Provided passage —
*****

# tbol and clen



## mcgaw1985 (May 31, 2012)

Hi people, 26 yr old male, 100kg, 12%ish bodyfat, looking to trim up a little..

6 week tbol cycle would look like this...

Week 1- 60mg tbol

Week 2 - 60mg tbol

Week 3 - 60mg tbol / clen 100mcg

Week 4 - 60mg tbol / clen 100mcg

Week 5 - 60mg tbol

Week 6 - 60mg tbol

Week 7 - 40mg nolva / clen 100mcg

Week 8 - 40mg nolva / clen 120mcg

Any thoughts?


----------



## Dai Jones (Dec 1, 2009)

I could be wrong but most threads I read about tbol 80mg is the norm


----------



## Pictor (Jan 10, 2011)

Dai Jones said:


> I could be wrong but most threads I read about tbol 80mg is the norm


x2

Plus I'd run the Clen straight through and use Ketotifen along side, 1mg before bed is enough!


----------



## mcgaw1985 (May 31, 2012)

What is the ketotifen for?

Bump to 80mg per day? And what dose would you run clen? I thought 2 on 2 off would provide best results with clen?


----------



## Dai Jones (Dec 1, 2009)

mcgaw1985 said:


> What is the ketotifen for?
> 
> Bump to 80mg per day? And what dose would you run clen? I thought 2 on 2 off would provide best results with clen?

*****

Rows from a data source
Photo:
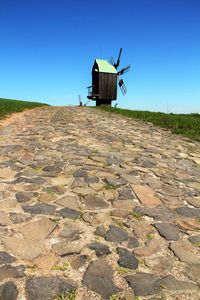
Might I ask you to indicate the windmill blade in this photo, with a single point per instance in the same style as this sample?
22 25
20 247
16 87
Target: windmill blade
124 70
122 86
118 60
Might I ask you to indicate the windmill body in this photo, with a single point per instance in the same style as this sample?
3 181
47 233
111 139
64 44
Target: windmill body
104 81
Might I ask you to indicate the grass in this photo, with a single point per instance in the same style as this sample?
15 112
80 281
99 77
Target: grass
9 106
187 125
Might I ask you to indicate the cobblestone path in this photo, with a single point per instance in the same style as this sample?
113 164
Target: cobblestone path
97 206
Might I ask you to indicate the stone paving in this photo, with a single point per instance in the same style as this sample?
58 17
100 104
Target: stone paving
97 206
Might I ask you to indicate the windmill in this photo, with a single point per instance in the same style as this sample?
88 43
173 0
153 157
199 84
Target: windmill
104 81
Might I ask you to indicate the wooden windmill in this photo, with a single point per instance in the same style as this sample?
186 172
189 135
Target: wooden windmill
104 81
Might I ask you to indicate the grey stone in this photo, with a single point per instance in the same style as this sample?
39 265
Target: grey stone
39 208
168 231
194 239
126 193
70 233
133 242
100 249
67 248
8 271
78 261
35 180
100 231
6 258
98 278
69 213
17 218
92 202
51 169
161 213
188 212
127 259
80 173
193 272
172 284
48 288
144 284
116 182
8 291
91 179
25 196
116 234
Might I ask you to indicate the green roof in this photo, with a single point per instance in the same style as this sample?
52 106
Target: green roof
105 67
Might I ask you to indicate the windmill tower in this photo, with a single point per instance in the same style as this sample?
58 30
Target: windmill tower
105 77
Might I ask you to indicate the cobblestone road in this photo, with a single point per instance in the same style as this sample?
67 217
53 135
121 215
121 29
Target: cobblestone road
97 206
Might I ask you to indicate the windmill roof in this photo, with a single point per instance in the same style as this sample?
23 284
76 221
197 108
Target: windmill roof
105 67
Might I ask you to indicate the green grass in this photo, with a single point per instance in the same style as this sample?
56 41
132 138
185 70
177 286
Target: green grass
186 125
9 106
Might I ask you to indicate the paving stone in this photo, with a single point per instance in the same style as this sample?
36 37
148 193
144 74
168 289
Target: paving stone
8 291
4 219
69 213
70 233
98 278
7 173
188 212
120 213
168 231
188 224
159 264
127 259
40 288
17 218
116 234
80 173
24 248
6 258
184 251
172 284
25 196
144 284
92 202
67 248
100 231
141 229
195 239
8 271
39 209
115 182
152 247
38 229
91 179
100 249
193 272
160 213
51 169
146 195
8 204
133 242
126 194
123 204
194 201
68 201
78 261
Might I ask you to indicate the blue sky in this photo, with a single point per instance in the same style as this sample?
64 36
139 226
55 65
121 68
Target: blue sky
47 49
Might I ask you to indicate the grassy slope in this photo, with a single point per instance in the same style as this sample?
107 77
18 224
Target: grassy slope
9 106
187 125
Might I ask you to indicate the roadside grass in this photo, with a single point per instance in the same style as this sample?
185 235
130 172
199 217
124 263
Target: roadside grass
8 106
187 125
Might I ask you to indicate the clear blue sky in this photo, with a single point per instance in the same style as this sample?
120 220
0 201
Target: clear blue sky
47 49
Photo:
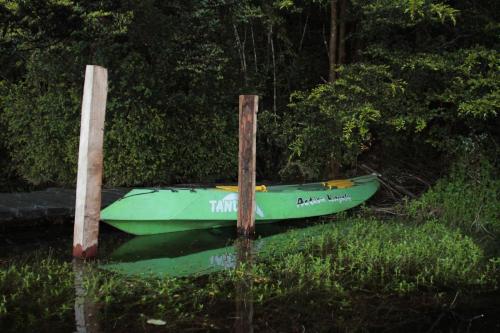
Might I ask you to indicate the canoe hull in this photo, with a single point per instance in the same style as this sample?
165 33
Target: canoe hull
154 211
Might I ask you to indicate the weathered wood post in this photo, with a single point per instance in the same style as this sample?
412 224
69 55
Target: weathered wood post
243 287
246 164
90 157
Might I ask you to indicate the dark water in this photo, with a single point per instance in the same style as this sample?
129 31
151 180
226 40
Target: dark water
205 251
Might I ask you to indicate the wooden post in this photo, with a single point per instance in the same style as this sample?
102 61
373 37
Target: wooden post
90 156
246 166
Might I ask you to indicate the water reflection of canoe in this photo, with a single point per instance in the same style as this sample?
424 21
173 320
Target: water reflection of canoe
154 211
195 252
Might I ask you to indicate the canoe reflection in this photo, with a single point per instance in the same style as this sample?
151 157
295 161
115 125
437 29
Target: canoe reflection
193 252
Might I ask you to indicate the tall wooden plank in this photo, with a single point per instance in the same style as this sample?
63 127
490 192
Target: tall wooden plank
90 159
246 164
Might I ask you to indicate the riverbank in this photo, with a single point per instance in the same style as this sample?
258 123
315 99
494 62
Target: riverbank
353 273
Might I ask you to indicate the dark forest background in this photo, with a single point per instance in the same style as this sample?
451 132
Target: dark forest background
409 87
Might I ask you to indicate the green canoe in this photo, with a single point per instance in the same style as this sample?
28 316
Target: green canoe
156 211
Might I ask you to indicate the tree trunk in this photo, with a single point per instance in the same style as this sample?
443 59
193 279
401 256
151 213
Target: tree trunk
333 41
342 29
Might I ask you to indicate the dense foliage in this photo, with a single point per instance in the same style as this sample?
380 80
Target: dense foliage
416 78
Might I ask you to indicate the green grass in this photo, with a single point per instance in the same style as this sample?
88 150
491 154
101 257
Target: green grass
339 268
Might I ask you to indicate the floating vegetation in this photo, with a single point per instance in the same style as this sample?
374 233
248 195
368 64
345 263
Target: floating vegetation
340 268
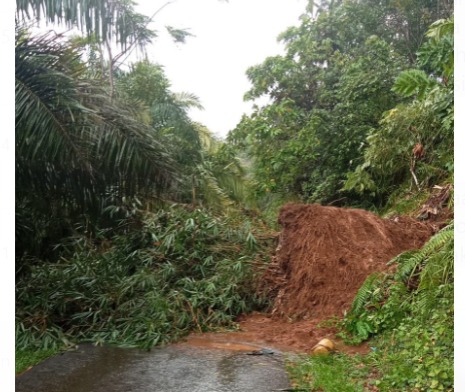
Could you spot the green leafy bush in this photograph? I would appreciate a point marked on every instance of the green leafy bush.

*****

What you have to do —
Name each distinct user who posts in the tbol and clen thread.

Response area —
mcgaw1985, Dai Jones, Pictor